Quando são os filhos a pagar pensão aos pais
Embora a maioria dos portugueses esteja habituada ao conceito de pensão de alimentos atribuída aos filhos, a realidade inversa é igualmente prevista na lei. E está a tornar-se mais frequente.
Advogados especializados confirmam o aumento de processos judiciais em que pais idosos, incapazes de suportar despesas básicas — alimentação, medicamentos, lares ou cuidados continuados — recorrem aos tribunais para exigir que os filhos contribuam financeiramente.
Em muitos destes casos, o incumprimento pode resultar em penhoras sobre salários ou contas bancárias.
O caso de Guimarães: quando o salário mínimo não impede a obrigação
Um dos episódios mais emblemáticos ocorreu em Guimarães, em 2019. Uma idosa de 81 anos, com incapacidade profunda e residente num lar, enfrentava despesas mensais na ordem dos 550 euros, muito acima da pensão que recebia: apenas 372,59 euros, mais 25,50 euros em medicamentos.

Dados fornecidos:
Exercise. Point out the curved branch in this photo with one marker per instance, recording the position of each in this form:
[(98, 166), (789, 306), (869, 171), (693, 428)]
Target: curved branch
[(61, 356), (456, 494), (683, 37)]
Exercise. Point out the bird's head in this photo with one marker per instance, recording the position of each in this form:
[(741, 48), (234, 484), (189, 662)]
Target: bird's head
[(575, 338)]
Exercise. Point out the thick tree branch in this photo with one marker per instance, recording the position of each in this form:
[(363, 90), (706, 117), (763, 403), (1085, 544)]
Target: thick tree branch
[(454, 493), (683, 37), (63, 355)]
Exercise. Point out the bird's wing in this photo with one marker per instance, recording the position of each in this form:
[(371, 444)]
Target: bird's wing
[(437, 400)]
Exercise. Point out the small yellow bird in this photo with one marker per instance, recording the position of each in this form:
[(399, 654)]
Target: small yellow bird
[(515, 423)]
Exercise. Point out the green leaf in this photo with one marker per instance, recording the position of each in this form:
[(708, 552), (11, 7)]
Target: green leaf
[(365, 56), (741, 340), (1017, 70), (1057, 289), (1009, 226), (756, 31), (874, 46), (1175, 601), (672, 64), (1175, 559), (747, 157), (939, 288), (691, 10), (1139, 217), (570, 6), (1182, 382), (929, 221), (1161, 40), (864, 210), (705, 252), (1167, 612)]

Instruções: Como se traduz para inglês esta frase do texto selecionado: «Em muitos destes casos, o incumprimento pode resultar em penhoras sobre salários ou contas bancárias.»?

Resolução: In many of these cases, non-compliance can result in the garnishment of wages or bank accounts.